### What you will do
Retype, without any change, the first line of the records and every line after it through the one containing "utility pole -> box".

### The records
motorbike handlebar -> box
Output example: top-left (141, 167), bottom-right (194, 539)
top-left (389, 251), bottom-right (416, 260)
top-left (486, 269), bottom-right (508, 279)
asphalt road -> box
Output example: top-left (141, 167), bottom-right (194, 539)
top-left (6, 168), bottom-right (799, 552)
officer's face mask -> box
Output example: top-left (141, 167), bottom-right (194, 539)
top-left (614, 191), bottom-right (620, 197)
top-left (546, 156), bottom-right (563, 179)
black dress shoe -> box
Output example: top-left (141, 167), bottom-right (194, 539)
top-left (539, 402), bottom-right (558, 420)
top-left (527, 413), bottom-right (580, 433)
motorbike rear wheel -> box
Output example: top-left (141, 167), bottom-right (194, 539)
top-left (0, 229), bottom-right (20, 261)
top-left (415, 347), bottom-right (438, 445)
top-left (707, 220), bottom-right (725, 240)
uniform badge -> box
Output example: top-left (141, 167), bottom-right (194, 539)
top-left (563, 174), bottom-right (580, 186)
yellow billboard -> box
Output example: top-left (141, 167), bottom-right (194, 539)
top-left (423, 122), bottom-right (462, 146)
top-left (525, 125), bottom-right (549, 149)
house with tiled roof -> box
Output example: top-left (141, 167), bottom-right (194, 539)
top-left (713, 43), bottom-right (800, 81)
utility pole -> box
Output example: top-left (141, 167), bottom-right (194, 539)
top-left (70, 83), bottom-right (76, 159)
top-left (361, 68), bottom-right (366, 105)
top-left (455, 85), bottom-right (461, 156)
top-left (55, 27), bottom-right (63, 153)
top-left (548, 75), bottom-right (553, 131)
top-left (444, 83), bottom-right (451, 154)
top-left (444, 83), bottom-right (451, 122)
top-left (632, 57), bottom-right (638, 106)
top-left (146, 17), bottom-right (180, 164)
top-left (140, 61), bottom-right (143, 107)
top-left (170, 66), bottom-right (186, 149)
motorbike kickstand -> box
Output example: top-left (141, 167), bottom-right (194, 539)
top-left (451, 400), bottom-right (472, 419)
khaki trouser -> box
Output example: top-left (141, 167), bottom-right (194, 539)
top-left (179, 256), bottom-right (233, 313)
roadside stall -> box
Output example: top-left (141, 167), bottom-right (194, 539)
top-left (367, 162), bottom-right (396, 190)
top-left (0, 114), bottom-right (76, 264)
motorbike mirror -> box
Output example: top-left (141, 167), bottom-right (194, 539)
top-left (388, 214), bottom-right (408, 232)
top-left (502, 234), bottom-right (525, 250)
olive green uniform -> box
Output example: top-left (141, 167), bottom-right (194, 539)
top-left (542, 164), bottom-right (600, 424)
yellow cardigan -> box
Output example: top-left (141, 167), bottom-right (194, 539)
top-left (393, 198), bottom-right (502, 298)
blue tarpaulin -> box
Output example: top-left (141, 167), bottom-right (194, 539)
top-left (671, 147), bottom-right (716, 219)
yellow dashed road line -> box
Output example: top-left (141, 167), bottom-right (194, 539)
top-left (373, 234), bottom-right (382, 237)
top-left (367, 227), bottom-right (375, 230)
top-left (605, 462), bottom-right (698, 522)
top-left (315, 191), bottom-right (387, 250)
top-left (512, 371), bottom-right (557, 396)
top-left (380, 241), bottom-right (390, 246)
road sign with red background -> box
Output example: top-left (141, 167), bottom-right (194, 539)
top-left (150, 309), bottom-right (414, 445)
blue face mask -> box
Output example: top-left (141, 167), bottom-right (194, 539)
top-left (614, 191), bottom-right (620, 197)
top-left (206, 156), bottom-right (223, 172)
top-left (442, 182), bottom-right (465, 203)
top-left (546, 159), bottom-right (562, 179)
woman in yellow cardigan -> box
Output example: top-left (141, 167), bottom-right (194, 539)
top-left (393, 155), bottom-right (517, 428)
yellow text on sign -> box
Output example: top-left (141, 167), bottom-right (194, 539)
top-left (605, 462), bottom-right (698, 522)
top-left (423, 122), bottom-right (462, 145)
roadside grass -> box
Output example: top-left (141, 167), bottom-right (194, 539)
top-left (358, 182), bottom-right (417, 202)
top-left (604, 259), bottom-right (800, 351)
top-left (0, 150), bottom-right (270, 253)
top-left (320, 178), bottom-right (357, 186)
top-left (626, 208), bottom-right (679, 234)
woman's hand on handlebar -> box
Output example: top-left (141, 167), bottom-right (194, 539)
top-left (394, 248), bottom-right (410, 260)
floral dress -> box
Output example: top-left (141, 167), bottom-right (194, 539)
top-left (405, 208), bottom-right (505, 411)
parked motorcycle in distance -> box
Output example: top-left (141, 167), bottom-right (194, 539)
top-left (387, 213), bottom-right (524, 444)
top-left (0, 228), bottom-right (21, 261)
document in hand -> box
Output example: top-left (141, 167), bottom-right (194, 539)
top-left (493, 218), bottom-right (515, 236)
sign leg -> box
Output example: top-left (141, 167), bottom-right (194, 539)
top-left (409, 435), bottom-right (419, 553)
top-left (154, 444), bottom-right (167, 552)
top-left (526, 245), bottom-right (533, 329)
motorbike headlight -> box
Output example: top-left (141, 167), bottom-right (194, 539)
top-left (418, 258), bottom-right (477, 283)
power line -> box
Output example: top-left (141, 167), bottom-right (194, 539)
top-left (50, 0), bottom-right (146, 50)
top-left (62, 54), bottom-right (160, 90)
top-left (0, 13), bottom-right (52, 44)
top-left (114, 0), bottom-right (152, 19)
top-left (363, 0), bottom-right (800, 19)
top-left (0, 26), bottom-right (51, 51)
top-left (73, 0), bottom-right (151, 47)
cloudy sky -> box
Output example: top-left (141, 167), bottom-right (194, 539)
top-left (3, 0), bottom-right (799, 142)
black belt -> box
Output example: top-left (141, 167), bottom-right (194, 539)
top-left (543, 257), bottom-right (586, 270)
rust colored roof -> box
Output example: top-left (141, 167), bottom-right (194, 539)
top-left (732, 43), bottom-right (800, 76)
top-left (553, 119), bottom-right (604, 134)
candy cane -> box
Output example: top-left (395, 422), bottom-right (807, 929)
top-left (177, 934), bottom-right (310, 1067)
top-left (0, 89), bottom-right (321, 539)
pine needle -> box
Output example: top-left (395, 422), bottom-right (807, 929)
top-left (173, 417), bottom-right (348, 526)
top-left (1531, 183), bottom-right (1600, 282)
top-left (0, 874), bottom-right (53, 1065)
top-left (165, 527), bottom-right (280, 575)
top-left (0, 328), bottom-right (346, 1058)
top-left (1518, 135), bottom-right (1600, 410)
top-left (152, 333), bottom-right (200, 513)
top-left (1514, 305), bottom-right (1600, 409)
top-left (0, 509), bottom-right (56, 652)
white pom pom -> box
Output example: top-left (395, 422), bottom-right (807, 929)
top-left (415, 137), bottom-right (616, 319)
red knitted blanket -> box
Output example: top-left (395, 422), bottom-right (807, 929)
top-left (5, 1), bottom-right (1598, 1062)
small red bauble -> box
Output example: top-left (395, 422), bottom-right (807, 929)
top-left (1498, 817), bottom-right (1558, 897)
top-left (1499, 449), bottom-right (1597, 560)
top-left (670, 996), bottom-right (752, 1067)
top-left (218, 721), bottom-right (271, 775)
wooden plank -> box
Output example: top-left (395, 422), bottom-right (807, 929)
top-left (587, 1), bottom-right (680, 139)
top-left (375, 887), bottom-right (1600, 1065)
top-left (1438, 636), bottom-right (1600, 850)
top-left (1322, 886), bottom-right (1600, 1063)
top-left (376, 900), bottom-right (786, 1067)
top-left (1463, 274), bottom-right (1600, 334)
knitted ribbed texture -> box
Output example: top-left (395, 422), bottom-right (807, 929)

### Solution for this exercise
motorbike handlebar -> box
Output example: top-left (141, 167), bottom-right (194, 539)
top-left (389, 251), bottom-right (416, 260)
top-left (486, 269), bottom-right (508, 279)
asphalt road -> box
Output example: top-left (141, 167), bottom-right (194, 539)
top-left (6, 168), bottom-right (799, 552)
officer's face mask -> box
Output example: top-left (141, 167), bottom-right (194, 539)
top-left (614, 191), bottom-right (620, 197)
top-left (546, 156), bottom-right (563, 179)
black dress shoe -> box
Output example: top-left (141, 167), bottom-right (194, 539)
top-left (539, 402), bottom-right (558, 420)
top-left (527, 413), bottom-right (580, 433)
motorbike rear wheel -> box
Output example: top-left (141, 167), bottom-right (194, 539)
top-left (0, 229), bottom-right (20, 261)
top-left (415, 347), bottom-right (438, 445)
top-left (707, 220), bottom-right (725, 240)
uniform badge -> box
Output example: top-left (141, 167), bottom-right (194, 539)
top-left (563, 174), bottom-right (580, 186)
yellow billboard -> box
Output example: top-left (141, 167), bottom-right (194, 539)
top-left (423, 122), bottom-right (462, 146)
top-left (525, 125), bottom-right (549, 149)
house with tiled roof -> box
Output example: top-left (141, 167), bottom-right (194, 539)
top-left (713, 43), bottom-right (800, 81)
utility pole -> box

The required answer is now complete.